** Quoted text **
_ _ _ _
Biography
Early Life
20 Miles is a garage rock and punk blues duo formed by brothers Judah Bauer and Donovan Bauer, raised in Appleton, Wisconsin. Judah, the younger of the two, relocated to New York City at age 17, eventually becoming the rhythm guitarist in the Jon Spencer Blues Explosion. Growing up in the Midwest, the brothers had a hands-on, working-class upbringing — they spent time as gravediggers at a local cemetery, an experience that would later surface in their songwriting, most directly in the track "Gravedigger." Their deep immersion in raw American music forms — Delta blues, rockabilly, and early rock and roll — laid the foundation for a sound that was visceral and unadorned.
Career
20 Miles launched in 1996 when Judah, fresh off work on the Jon Spencer Blues Explosion album Now I Got Worry, recruited his brother Donovan for a recording session that produced their debut, Ragged Backyard Classics (In the Red Records), a triple 7" package of blues originals and covers cut in under four hours on guitar and drums alone. The follow-up self-titled album (1997) was recorded in Mississippi with local players including Spam, the drummer for Delta bluesman T-Model Ford, and a fife-and-drum duo, deepening the band's ties to the Fat Possum Records world. I'm a Lucky Guy (1998, Fat Possum/Epitaph) refined the formula with sparse arrangements and strong songwriting. Keep It Coming (2002) was recorded on an 8-track in Judah's New York apartment with an eclectic cast of about fifteen musicians, including seven different bassists chosen for specific tracks. Their last known release, Life Doesn't Rhyme, arrived in October 2003. The duo toured North America and Scandinavia, building a modest but devoted audience despite occasional friction from European crowds who bristled at their rock-inflected take on blues.
_ _ _ _
** Extracted records **
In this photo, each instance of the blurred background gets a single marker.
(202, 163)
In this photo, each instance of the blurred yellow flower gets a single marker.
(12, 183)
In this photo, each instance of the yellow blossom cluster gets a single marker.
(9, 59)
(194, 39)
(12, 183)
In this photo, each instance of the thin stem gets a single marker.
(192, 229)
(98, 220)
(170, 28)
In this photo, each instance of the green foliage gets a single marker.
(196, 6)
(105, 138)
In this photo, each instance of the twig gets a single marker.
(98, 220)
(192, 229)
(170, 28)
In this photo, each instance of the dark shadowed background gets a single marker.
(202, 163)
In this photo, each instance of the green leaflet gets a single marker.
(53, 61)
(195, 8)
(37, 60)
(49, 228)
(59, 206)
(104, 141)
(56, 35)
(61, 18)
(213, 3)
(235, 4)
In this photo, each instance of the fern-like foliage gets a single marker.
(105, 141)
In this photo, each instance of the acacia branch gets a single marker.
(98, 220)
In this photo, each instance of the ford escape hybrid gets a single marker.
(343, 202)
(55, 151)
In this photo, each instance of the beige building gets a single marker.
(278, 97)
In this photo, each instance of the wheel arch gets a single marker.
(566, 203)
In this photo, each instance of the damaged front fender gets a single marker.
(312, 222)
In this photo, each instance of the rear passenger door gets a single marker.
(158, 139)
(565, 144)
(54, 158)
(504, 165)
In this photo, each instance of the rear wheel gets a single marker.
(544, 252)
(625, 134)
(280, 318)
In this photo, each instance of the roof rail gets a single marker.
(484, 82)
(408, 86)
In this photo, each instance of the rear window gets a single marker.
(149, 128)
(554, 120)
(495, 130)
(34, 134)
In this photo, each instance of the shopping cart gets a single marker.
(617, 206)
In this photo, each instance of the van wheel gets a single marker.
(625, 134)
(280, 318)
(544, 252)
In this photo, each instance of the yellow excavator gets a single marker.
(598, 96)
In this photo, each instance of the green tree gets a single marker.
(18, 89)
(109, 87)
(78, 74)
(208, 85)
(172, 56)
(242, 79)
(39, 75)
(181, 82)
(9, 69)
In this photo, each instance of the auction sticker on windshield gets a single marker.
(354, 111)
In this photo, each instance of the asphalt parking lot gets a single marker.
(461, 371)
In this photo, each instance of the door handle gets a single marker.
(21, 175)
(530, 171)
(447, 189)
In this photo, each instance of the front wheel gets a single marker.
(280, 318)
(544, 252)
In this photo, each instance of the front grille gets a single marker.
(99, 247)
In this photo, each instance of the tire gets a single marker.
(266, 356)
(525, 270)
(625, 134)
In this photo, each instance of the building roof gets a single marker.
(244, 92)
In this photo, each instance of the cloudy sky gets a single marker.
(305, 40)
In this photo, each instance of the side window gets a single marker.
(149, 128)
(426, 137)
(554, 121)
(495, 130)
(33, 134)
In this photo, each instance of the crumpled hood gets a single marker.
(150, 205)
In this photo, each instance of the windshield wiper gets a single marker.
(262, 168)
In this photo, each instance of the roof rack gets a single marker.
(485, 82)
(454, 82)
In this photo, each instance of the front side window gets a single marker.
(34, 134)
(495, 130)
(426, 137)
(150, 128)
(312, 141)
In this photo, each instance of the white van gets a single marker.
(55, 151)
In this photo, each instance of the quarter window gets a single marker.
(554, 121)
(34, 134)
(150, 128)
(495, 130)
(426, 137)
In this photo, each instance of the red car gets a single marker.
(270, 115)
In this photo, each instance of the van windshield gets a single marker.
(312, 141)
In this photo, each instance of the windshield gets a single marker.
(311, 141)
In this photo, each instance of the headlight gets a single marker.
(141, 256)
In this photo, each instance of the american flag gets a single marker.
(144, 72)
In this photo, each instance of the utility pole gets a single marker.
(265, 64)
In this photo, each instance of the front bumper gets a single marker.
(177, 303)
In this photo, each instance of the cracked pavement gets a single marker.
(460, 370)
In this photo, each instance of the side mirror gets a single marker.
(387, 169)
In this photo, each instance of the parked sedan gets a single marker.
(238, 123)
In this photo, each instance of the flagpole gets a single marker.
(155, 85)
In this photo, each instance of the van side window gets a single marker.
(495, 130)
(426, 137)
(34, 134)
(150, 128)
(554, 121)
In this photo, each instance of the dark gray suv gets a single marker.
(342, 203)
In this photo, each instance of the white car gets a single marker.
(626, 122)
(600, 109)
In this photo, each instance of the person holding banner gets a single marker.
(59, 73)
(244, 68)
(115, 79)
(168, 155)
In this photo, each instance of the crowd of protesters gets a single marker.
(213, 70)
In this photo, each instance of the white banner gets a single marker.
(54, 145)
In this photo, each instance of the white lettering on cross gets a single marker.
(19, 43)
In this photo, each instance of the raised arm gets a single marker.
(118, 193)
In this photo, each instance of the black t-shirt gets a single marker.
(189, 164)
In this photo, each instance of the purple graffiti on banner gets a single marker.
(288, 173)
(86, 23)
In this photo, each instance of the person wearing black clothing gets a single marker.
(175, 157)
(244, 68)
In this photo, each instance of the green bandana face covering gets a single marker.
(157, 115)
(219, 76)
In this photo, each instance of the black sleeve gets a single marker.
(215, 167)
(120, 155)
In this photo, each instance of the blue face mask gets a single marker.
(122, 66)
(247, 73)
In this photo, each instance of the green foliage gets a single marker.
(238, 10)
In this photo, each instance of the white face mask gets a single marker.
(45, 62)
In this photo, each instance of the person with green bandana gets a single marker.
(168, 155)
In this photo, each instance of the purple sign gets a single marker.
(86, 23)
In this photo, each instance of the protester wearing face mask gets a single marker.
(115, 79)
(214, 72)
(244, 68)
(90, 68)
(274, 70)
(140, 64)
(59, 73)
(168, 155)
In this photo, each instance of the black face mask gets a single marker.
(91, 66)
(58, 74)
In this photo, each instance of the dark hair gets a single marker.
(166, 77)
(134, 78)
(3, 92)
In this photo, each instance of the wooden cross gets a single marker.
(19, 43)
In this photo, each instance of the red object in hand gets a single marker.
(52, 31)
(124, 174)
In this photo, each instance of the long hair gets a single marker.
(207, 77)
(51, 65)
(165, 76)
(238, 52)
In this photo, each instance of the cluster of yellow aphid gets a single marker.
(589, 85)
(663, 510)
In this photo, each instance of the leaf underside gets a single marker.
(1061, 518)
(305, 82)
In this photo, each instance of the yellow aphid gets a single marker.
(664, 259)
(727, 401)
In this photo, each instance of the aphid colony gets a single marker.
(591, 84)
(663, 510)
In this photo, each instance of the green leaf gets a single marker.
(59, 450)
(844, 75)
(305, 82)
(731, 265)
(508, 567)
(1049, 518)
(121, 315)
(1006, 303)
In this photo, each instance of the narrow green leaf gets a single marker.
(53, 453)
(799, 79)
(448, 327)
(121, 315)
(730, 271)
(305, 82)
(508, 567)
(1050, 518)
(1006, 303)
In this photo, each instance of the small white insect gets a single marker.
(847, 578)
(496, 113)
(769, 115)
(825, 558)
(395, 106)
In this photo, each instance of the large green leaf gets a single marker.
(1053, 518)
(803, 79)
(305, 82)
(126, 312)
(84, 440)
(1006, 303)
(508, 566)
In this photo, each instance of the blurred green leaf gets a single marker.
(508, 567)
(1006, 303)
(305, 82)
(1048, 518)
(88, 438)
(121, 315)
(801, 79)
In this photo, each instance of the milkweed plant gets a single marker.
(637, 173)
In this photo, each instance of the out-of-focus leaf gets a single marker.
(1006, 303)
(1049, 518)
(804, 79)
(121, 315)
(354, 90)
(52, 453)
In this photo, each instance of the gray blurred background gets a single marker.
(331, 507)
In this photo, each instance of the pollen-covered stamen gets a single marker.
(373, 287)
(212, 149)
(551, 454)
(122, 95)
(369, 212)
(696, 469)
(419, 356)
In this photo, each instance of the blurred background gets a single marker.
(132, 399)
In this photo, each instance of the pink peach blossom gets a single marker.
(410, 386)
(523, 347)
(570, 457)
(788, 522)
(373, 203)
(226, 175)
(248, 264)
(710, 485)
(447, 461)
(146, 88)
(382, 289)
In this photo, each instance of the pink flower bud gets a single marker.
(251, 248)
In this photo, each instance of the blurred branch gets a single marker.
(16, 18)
_ _ _ _
** Complete the following **
**a.** List every 20 Miles release named in the band biography.
**b.** Pick up the 20 Miles biography after its final sentence and extend it.

** Solved tasks **
**a.** Ragged Backyard Classics, 20 Miles (the self-titled album), I'm a Lucky Guy, Keep It Coming, Life Doesn't Rhyme

**b.**
Musical Style
20 Miles occupies the raw intersection of Delta blues, garage rock, punk blues, and rockabilly, with occasional touches of folk, soul, and bluegrass. Judah's guitar work is characterized by what critics have described as "spectral guitar lines" and "hundred-pound heavy grooves," and he frequently incorporates harmonica. The band deliberately avoids bass guitar in the studio, creating an open, stripped-down sound that magnifies the tension between Judah's vocals — described as "buttery abrasion" — and Donovan's driving drum work. Judah has been explicit that 20 Miles is not a blues band in the traditional sense, drawing on those roots without replicating them: the early Rolling Stones, Iggy Pop, and East Village punk energy are equally present. Their recordings were intentionally lo-fi and confrontational, prioritizing feel and immediacy over polish.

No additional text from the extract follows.